• _풀어야 할 문제_
제공된 텍스트에서 "OpenAI API 응답"와 "서버 재시작이 필요했다." 사이의 부분을 양 끝 문구까지 포함해 한 글자도 바꾸지 말고 돌려주세요.

• _제공된 텍스트_
———

OpenAI API 응답 스트리밍 처리 시 메모리 누수 해결

문제 상황

채팅 기능에서 OpenAI API의 스트리밍 응답을 처리하는 과정에서 메모리 사용량이 지속적으로 증가했다. 사용자가 여러 대화를 진행할수록 Node.js 프로세스의 힙 메모리가 회수되지 않았고, 결국 서버 재시작이 필요했다.

원인 분석

기존 코드는 스트리밍 응답을 받을 때 청크를 배열에 계속 누적했다.

const chunks = [];
const stream = await openai.chat.completions.create({
  model: 'gpt-4o',
  messages: messages,
  stream: true,
});

for await (const chunk of stream) {
  chunks.push(chunk); // 문제
  const content = chunk.choices[0]?.delta?.content;
  if (content) res.write(content);
}

문제는 두 가지였다:

모든 청크를 메모리에 보관하면서 실시간 전송
클라이언트 연결 종료 시 스트림 정리 미흡

해결 방법

청크 배열 제거하고 필요한 데이터만 추출해 전송하도록 변경했다.

———

• _기록된 데이터_
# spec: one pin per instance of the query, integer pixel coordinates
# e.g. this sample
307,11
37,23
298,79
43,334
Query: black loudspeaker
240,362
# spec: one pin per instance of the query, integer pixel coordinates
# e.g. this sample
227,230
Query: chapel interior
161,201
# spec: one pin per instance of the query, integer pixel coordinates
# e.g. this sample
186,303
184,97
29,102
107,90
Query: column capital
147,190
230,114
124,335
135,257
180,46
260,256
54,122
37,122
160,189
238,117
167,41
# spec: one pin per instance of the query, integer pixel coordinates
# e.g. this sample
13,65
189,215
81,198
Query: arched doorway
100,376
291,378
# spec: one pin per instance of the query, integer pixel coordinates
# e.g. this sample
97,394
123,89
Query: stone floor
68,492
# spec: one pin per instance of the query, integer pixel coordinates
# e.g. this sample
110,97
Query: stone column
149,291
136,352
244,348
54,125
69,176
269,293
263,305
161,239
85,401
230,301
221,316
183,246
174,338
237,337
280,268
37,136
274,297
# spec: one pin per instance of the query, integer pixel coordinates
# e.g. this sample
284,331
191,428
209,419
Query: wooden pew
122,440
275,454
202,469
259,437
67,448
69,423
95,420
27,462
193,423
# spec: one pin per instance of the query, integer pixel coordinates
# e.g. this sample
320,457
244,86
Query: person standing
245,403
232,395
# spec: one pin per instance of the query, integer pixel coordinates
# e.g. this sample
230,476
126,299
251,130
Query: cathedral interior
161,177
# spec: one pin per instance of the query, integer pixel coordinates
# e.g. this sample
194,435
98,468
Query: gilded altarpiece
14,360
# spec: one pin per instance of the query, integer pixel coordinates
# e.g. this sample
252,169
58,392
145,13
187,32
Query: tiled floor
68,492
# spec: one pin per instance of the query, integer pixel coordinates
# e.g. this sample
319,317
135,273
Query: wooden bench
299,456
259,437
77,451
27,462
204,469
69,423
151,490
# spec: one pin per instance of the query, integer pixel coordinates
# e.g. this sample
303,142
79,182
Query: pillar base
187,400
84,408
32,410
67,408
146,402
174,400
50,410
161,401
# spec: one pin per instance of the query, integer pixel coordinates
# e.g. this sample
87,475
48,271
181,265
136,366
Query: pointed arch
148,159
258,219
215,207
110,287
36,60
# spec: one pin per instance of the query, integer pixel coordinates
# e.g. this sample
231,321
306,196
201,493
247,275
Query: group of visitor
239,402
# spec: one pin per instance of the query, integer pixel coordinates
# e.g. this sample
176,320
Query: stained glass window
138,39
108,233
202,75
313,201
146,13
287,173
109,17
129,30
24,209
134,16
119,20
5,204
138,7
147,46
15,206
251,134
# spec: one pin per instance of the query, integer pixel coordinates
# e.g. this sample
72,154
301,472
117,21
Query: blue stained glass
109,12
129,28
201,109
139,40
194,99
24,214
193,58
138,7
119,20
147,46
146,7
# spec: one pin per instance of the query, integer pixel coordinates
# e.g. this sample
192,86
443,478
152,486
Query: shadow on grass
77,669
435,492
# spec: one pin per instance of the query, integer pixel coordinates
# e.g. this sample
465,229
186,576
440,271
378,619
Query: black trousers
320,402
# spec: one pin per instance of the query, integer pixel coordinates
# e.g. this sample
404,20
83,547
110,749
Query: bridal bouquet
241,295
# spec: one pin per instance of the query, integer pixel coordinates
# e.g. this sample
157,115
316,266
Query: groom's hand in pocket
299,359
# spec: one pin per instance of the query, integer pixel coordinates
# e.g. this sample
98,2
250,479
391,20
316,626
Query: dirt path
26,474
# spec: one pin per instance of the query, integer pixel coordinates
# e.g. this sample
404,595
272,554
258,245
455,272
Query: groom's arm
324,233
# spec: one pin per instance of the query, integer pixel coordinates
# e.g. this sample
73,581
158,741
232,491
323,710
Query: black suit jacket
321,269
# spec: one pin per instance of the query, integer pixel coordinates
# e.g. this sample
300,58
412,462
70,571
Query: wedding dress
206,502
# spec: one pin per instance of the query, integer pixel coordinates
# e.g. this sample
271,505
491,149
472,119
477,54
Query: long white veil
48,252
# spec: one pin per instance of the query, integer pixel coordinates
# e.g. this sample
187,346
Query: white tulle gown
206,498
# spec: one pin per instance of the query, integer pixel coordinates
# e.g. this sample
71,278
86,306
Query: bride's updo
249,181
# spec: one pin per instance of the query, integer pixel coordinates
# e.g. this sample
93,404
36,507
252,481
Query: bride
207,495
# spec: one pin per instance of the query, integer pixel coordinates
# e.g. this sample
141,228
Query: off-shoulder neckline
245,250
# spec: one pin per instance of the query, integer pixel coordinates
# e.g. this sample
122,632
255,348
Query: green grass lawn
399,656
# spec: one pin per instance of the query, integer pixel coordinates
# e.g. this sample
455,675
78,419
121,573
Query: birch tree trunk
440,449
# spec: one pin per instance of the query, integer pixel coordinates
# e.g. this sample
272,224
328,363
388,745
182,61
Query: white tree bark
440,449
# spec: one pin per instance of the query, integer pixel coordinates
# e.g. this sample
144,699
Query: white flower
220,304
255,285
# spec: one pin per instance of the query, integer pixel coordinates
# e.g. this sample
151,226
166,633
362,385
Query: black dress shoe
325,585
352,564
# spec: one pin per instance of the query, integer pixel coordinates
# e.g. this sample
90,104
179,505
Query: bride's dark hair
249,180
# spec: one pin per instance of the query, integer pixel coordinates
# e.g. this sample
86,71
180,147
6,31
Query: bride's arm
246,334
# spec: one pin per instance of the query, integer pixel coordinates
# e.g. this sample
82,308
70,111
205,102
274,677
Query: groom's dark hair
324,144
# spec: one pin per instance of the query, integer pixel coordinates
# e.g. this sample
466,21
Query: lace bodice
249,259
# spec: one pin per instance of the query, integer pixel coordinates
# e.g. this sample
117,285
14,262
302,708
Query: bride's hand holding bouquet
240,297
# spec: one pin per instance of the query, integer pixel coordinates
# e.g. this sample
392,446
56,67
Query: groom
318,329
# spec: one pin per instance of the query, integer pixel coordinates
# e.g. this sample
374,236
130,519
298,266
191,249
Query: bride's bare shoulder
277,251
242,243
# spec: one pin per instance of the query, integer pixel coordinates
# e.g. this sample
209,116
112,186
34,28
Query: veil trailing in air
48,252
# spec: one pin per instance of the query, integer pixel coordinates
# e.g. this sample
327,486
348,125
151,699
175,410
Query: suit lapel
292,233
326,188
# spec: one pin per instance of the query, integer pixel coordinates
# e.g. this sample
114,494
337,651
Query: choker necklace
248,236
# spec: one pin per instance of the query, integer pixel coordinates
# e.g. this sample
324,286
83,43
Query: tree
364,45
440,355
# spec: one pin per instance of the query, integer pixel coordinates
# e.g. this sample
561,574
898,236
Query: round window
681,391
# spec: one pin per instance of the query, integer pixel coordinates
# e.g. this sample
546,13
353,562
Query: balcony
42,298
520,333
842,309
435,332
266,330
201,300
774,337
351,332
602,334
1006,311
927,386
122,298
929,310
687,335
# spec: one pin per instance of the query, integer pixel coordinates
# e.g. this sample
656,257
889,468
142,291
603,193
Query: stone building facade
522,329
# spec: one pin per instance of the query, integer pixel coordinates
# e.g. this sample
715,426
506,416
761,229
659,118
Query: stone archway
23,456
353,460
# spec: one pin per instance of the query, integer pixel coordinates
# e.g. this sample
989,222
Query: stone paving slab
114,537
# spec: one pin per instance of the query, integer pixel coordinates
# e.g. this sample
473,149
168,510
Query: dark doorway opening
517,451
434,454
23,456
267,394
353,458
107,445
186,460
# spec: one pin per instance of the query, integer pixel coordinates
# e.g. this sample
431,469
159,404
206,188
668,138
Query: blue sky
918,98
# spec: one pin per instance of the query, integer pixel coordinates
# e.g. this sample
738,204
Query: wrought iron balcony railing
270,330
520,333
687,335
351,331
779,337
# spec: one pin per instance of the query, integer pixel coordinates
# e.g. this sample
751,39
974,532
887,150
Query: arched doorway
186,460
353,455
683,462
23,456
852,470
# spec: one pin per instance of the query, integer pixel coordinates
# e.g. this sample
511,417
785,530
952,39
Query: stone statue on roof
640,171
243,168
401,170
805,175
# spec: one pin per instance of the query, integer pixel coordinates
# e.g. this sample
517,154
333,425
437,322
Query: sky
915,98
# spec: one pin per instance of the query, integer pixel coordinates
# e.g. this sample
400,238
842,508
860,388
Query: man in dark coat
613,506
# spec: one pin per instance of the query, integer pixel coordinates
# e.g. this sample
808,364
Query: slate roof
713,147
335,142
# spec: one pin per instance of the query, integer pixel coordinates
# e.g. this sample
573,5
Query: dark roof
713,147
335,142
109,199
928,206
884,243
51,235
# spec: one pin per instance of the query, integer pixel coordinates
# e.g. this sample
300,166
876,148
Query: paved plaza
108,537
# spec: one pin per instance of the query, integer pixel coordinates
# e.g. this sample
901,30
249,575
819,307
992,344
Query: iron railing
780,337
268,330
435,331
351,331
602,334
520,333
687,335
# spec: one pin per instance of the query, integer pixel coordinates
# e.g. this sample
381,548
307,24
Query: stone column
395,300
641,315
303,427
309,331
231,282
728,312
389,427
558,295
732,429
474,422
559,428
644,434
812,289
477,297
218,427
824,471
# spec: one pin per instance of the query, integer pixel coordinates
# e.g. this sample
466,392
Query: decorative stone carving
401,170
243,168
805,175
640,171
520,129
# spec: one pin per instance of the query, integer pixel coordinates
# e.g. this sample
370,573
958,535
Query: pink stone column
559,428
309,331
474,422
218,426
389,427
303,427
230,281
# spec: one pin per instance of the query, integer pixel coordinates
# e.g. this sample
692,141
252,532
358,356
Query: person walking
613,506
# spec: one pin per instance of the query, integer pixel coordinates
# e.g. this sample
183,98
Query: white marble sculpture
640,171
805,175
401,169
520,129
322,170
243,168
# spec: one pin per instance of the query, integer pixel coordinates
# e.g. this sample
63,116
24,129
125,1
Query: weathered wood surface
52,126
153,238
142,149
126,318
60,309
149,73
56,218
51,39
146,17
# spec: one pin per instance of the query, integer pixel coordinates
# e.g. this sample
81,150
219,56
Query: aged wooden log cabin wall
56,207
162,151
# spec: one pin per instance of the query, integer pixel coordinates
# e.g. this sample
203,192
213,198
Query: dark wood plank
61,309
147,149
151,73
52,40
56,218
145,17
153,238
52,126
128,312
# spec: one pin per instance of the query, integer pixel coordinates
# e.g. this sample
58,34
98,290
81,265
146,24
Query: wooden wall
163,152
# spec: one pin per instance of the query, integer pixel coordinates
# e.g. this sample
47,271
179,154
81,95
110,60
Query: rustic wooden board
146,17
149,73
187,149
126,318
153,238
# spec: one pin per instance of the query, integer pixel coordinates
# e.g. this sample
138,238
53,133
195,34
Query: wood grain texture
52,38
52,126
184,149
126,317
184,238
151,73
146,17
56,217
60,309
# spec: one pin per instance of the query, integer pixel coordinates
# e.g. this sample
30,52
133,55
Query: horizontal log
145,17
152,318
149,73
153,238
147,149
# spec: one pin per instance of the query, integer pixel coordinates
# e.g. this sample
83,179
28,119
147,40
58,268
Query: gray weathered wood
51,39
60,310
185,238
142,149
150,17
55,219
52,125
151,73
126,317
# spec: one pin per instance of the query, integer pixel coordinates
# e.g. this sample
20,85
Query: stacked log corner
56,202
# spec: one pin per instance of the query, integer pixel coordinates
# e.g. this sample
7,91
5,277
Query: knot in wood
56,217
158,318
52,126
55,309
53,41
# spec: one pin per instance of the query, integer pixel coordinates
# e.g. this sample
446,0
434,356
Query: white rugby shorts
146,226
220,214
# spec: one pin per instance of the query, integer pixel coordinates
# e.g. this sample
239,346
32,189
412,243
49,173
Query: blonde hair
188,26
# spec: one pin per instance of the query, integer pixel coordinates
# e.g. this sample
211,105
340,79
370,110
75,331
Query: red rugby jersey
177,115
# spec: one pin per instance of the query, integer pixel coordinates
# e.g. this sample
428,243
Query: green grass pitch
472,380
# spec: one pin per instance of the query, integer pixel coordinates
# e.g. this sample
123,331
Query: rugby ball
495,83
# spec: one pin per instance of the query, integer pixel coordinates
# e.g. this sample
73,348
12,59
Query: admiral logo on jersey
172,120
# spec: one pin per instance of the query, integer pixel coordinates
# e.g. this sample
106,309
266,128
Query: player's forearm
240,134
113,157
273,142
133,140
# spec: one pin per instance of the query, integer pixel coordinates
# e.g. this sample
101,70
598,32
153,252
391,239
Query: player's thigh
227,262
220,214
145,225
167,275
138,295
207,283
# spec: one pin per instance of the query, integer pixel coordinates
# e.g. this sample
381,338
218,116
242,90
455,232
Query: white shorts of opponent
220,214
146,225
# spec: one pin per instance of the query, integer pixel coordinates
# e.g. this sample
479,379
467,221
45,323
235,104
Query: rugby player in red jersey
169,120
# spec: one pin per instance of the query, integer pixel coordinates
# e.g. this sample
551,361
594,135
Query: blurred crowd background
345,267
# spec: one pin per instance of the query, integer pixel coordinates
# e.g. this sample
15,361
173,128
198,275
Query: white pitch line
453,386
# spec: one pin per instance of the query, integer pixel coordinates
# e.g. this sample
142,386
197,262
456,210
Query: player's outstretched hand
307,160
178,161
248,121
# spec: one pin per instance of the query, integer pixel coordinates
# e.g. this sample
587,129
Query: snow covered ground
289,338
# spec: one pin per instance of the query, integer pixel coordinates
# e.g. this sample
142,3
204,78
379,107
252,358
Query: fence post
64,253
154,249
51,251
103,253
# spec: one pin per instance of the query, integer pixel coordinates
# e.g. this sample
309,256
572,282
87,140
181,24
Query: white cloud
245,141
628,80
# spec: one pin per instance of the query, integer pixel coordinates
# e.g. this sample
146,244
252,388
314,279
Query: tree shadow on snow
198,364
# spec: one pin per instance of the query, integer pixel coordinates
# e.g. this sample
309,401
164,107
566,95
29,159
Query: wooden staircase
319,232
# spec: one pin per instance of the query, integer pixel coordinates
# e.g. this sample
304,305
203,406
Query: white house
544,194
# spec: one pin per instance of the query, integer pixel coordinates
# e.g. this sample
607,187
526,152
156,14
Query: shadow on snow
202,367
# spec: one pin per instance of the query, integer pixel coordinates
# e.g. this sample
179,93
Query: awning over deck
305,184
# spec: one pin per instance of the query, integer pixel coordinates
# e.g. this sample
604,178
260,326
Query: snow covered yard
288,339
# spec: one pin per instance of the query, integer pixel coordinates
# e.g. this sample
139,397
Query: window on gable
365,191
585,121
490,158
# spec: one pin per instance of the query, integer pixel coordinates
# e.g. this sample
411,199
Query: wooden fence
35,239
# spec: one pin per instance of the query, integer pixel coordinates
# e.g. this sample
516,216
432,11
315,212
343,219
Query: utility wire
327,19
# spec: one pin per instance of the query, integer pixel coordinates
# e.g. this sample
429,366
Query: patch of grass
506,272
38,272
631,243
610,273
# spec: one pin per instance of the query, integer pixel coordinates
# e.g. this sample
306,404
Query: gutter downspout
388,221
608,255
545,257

———

• _답변_
OpenAI API 응답 스트리밍 처리 시 메모리 누수 해결

문제 상황

채팅 기능에서 OpenAI API의 스트리밍 응답을 처리하는 과정에서 메모리 사용량이 지속적으로 증가했다. 사용자가 여러 대화를 진행할수록 Node.js 프로세스의 힙 메모리가 회수되지 않았고, 결국 서버 재시작이 필요했다.